Magdeburg Magdeburg: Im Reich der Musik wird die blinde Seele sehend
MAGDEBURG/MZ. - Auch ansonsten hat der schöpferisch begabte Mann einen Haufen Probleme: Während ihm das Schumann-Lied "Ich grolle nicht" lupenrein über die Lippen kommt, kann er keinen Zusammenhang zwischen seinem Schuh und seinem Fuß herstellen. Und während er komplexe geometrische Körper mühelos erkennt, bleibt er angesichts einer Fernsehsendung ratlos.
Die 1986 uraufgeführte Oper, die Holger Pototzki jetzt für das Magdeburger Schauspielhaus inszeniert hat, basiert auf der berühmtesten Fallbeschreibung des Neurologen Oliver Sacks - und übersetzt wissenschaftliche Publizistik in Musiktheater. Denn selbst wenn Sacks die Geschichte seines Patienten mit großer Sym- und Empathie erzählt, kommt er dabei nicht um jene Passagen herum, in denen er die wissenschaftlichen Koordinaten seines Fachs absteckt. Und darum muss Manfred Wulfert in der Erzählerrolle zunächst jene Folge von "A"-Worten deklamieren, die ihm für die Beschreibung von Defiziten der Sinne und des Gedächtnisses zur Verfügung stehen: Amnesie, Aphasie, Agnosie ...

▸ **ENTNOMMENES MATERIAL**:
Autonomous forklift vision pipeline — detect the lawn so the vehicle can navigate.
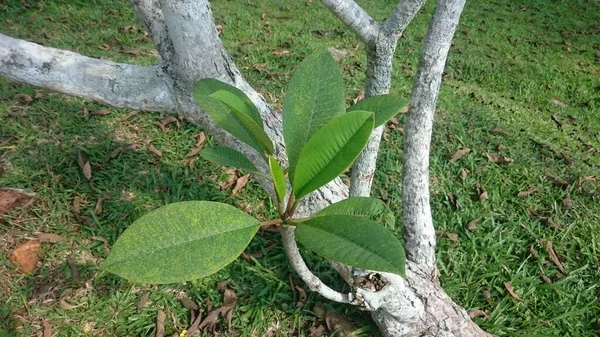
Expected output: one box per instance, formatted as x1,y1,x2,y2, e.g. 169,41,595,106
0,0,600,337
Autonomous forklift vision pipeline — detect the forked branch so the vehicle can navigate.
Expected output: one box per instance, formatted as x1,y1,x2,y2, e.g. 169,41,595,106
0,34,176,111
402,0,465,275
322,0,379,45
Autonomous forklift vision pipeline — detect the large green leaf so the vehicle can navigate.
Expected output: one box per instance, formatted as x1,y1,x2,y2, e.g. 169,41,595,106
210,90,274,154
102,201,260,283
200,146,258,172
195,78,263,127
348,95,410,127
194,78,264,154
296,215,406,275
314,197,396,229
283,50,346,184
292,111,373,199
269,156,287,202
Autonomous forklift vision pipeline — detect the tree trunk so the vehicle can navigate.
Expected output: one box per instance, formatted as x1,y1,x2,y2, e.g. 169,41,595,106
0,0,488,337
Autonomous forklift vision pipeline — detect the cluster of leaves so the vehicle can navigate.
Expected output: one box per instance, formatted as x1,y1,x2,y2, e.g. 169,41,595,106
103,51,407,283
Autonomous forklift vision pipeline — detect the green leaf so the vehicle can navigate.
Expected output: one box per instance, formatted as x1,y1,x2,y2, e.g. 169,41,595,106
296,215,406,276
210,90,274,154
348,95,410,128
269,156,287,203
200,146,258,172
102,201,260,284
314,197,396,229
292,111,373,200
195,78,263,127
283,50,346,181
194,78,264,154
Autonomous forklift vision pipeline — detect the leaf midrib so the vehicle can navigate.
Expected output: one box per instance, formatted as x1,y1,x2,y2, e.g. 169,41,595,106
108,224,260,266
305,224,397,269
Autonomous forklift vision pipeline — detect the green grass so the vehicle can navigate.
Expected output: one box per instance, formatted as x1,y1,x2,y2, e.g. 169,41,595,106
0,0,600,337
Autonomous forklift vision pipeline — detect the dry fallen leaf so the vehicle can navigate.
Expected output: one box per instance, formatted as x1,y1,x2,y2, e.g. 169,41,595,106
546,240,567,274
540,272,552,284
448,193,461,211
492,128,510,136
467,217,481,232
529,244,539,260
77,150,92,180
67,252,81,284
121,111,144,122
481,289,492,303
517,186,537,198
137,291,150,313
0,188,35,218
273,49,292,56
90,109,110,116
73,196,81,214
562,196,573,209
504,282,523,302
35,233,65,243
179,296,200,310
352,90,365,104
154,309,167,337
9,240,42,274
219,169,237,190
435,229,459,243
194,132,206,147
160,116,181,130
148,143,162,158
184,145,202,159
450,147,471,162
13,94,33,103
469,310,490,319
460,167,471,181
324,310,358,337
550,98,568,108
106,147,123,162
231,174,250,195
42,320,52,337
539,216,562,232
446,232,458,243
195,281,237,335
475,184,488,201
94,197,105,215
89,236,110,254
483,152,515,164
294,286,307,307
119,49,142,56
544,173,570,189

▸ **AUFGABENDETAILS**:
Schreiben Sie den Text über die Operninszenierung am Magdeburger Schauspielhaus vollständig und wortgetreu ab.

▸ **LÖSUNG DER AUFGABE**:
Magdeburg Magdeburg: Im Reich der Musik wird die blinde Seele sehend
MAGDEBURG/MZ. - Auch ansonsten hat der schöpferisch begabte Mann einen Haufen Probleme: Während ihm das Schumann-Lied "Ich grolle nicht" lupenrein über die Lippen kommt, kann er keinen Zusammenhang zwischen seinem Schuh und seinem Fuß herstellen. Und während er komplexe geometrische Körper mühelos erkennt, bleibt er angesichts einer Fernsehsendung ratlos.
Die 1986 uraufgeführte Oper, die Holger Pototzki jetzt für das Magdeburger Schauspielhaus inszeniert hat, basiert auf der berühmtesten Fallbeschreibung des Neurologen Oliver Sacks - und übersetzt wissenschaftliche Publizistik in Musiktheater. Denn selbst wenn Sacks die Geschichte seines Patienten mit großer Sym- und Empathie erzählt, kommt er dabei nicht um jene Passagen herum, in denen er die wissenschaftlichen Koordinaten seines Fachs absteckt. Und darum muss Manfred Wulfert in der Erzählerrolle zunächst jene Folge von "A"-Worten deklamieren, die ihm für die Beschreibung von Defiziten der Sinne und des Gedächtnisses zur Verfügung stehen: Amnesie, Aphasie, Agnosie ...